● Aufgaben:
• a. Fass den Text über das 23andme-Patent in zwei Sätzen zusammen.
• b. Welche Merkmale stehen laut dem Text über das 23andme-Patent auf dem Wunschzettel? Zähl alle auf.
• c. Führ den Text über das 23andme-Patent nach seinem letzten Satz weiter.

● Textauszug:
------------------------------------------------

23andme hat den Namen von unseren 23 Chromosomen und ist eine Firma im Geschäft mit Genanalysen, nach Eigendefinition „the leading health and ancestry DNA service“. Und das Angebot, über Lebensdauer und Gesundheit eines Menschen zu entscheiden, der noch gar nicht existiert – noch nicht einmal gezeugt ist –, richtet sich an Menschen, die ihren Kinderwunsch nicht ohne Spenden von Samen- bzw. Eizellen erfüllen können.

Die sind in Banken eingelagert, oft gibt es auch Informationen über die Spender, aber eine fehlt, die über die Gene. Die will 23andme anzapfen, in aller derzeit möglichen Breite: Der Wunschzettel beginnt damit, ob man ein Kind mit geringem/hohem Risiko für Darmkrebs oder Makuladegeneration bevorzugt, dann folgen Fragen, ob es Alkohol und Milch vertragen soll, ob es ein guter Sprinter werden soll oder besser für die Langstrecke, selbstredend sind Haar- und Augenfarbe dabei, Körpergröße auch, kurz alles, was die Genetik derzeit an Wissen in petto hat.

Gen- statt Handlesens

Aber es geht auch um Leiden – etwa des Herzens –, bei denen der Einfluss der Gene allenfalls statistisch für Populationen geschätzt werden kann, nicht mit Gewissheit für Individuen. Das alles steht – unter dem Titel „Gamete Donor Selection based on genetic Calculations“ – in einem Patent, das in den USA am 24. 9. erteilt wurde (US 8,543,339), im Kern geht es um den „Phänotyp des hypothetischen Nachwuchses“. Zu seiner Bestimmung hat 23andme Algorithmen entwickelt, in die Geninformationen von Empfänger und Spender von Ei- und Samenzellen eingehen, es ist eine Hightech-Kristallkugel oder eben ein Gen- statt eines Handlesens (Garantien gibt es explizit nicht, nur Wahrscheinlichkeiten).

------------------------------------------------

● Lernmaterial:
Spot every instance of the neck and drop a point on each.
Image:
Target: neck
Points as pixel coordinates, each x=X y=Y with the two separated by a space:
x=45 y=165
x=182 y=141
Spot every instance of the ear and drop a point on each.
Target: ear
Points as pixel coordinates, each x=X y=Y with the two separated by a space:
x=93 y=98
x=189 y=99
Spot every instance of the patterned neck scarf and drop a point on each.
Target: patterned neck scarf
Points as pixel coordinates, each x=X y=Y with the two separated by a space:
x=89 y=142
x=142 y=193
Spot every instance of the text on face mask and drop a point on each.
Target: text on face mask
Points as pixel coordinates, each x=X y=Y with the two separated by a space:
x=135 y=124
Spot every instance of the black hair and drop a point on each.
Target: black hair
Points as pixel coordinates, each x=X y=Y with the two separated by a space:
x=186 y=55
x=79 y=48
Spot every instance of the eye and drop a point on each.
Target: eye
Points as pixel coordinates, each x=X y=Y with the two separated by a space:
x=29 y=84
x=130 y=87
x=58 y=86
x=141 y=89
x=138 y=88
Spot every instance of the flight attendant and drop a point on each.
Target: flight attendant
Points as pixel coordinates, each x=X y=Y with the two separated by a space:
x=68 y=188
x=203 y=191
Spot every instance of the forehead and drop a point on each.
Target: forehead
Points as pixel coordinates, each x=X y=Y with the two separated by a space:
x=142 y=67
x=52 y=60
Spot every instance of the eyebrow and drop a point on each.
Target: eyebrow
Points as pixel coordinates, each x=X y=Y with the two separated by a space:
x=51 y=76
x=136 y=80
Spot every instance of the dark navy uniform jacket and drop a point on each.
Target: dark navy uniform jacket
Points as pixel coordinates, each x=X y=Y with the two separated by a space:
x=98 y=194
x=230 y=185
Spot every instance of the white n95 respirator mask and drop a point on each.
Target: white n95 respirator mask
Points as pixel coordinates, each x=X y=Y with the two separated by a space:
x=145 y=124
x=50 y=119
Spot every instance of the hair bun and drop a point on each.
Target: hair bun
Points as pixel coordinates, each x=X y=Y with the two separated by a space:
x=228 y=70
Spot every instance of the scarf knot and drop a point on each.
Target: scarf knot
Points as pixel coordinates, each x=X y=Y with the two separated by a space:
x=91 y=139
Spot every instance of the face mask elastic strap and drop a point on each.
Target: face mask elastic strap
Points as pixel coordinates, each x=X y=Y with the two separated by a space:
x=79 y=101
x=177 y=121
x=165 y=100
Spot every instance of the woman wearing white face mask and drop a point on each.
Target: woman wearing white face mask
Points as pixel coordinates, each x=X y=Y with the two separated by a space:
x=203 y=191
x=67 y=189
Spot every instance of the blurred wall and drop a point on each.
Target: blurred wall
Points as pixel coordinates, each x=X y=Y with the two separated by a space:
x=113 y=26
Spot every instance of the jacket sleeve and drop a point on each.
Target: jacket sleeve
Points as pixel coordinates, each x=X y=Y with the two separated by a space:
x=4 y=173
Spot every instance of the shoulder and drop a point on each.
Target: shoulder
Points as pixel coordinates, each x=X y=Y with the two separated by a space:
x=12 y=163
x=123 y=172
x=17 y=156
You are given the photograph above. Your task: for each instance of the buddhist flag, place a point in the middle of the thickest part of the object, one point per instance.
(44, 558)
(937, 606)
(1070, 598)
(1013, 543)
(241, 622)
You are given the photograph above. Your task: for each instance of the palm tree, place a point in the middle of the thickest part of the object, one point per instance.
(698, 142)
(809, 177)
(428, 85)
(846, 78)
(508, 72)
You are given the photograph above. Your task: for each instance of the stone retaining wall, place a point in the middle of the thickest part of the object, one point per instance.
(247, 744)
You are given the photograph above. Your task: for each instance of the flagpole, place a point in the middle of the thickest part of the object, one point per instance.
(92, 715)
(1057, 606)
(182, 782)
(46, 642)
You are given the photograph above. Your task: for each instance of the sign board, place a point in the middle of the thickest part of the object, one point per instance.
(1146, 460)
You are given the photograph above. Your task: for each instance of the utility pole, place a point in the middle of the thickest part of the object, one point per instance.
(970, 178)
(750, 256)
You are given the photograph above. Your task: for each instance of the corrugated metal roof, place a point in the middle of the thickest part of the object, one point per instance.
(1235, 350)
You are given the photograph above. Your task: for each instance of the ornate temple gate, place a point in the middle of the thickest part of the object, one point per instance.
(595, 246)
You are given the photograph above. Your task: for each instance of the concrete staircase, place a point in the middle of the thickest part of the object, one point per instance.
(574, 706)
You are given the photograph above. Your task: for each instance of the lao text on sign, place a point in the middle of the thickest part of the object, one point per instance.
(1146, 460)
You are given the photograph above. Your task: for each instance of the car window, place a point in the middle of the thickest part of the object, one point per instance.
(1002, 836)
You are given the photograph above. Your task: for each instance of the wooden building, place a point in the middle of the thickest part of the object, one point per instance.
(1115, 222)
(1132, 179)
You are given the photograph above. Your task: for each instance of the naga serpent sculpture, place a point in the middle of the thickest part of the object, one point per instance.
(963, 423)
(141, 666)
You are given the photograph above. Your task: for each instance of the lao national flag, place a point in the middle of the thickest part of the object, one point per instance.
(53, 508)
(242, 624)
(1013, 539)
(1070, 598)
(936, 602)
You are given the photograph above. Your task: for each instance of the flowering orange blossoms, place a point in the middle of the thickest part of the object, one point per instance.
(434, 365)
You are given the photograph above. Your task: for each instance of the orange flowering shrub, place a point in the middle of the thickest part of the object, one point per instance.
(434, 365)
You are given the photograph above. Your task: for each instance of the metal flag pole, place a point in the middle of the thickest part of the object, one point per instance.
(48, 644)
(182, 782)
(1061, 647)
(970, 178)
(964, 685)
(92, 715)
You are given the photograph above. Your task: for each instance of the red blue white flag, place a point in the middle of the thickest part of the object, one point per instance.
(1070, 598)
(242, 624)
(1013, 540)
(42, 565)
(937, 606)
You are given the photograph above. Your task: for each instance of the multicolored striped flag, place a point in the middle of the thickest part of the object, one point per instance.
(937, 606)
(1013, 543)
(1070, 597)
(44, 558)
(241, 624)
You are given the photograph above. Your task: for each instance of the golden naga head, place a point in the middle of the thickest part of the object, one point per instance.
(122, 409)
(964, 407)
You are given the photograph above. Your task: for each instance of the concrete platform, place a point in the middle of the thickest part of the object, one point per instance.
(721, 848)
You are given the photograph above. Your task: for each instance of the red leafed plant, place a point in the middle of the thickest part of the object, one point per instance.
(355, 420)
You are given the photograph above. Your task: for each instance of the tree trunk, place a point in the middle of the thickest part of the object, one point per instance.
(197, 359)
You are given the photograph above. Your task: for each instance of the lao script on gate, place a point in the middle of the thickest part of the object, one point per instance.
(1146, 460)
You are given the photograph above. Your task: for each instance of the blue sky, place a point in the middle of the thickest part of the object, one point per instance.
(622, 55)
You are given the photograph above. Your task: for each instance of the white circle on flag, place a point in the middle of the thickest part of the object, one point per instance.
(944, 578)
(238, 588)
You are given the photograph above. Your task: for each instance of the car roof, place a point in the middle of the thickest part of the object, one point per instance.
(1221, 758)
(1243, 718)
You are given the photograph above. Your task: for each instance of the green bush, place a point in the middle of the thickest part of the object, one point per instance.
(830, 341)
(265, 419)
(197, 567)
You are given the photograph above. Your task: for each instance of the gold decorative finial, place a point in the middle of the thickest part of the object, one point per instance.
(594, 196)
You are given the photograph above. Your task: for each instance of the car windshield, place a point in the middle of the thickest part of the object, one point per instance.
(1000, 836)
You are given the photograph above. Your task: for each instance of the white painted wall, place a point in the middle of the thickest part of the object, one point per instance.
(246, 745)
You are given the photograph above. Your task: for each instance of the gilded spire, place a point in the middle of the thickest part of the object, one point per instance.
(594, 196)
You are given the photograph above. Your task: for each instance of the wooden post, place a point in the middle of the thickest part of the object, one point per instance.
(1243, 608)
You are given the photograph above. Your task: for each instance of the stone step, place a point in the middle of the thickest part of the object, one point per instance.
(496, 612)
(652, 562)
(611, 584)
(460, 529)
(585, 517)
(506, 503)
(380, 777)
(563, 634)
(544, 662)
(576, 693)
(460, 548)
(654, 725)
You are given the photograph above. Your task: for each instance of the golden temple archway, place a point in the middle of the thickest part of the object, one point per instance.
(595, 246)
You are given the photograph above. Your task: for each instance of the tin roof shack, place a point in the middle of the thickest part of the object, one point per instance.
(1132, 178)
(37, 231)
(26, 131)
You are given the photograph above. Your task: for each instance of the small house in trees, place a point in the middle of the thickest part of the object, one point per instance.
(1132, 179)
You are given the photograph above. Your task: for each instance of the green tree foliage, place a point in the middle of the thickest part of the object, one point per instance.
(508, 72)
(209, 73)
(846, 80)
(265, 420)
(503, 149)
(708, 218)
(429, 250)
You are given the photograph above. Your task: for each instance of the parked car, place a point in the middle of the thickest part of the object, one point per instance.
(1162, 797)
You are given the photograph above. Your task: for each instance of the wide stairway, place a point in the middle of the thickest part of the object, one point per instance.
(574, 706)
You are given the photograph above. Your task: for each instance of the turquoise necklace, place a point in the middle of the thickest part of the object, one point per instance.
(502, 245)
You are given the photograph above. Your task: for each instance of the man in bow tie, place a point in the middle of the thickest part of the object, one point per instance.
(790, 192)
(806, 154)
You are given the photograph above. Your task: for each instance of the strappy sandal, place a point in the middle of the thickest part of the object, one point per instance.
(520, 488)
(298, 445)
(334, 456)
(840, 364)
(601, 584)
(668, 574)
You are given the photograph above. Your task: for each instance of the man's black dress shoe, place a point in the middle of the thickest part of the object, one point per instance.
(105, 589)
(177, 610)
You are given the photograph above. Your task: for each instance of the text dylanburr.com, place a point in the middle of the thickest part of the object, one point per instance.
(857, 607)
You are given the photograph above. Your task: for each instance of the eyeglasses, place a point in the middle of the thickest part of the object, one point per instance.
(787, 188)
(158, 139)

------------------------------------------------

● Lösungen:
• a. 23andme, eine Firma für Genanalysen, hat in den USA ein Patent erhalten, mit dem Menschen, die für ihren Kinderwunsch Samen- oder Eizellspenden brauchen, Spender nach genetischen Berechnungen auswählen können. Algorithmen der Firma sollen aus den Geninformationen von Empfänger und Spender Merkmale des möglichen Kindes wie Krankheitsrisiken, Haar- und Augenfarbe oder Körpergröße bestimmen, wobei es keine Garantien gibt, nur Wahrscheinlichkeiten.

• b.
- Risiko für Darmkrebs
- Risiko für Makuladegeneration
- Verträglichkeit von Alkohol
- Verträglichkeit von Milch
- Eignung als Sprinter oder für die Langstrecke
- Haarfarbe
- Augenfarbe
- Körpergröße

• c.
Und nicht allen gefällt es: „Eine solche Auswahl von Kindern ist ethisch enorm umstritten“, urteilen Bioethiker und Patentanwälte um Sigrid Sterckx (Gent) in Genetics in Medicine (3. 10.), das Journal gehört zu Nature, dem Flaggschiff der Wissenschaftspublizistik. Da denken eben nun auch Patentanwälte nach: Im Patentgesetz der USA gibt es keine „Sperrmoral“ – in Europa gibt es sie, nichts darf gegen die „guten Sitten“ verstoßen –, aber durch eine Hintertür kann Ethik hinein, bei den Anwendungen. Diesen Weg nutzte etwa Gentechnikkritiker Jeremy Rifkin 1997: Er beanspruchte ein Patent auf Mensch/Tier-Mischungen, er wollte damit andere Patente darauf verhindern, das Patentamt wies es unter Hinweis auf die „guten Sitten“ zurück.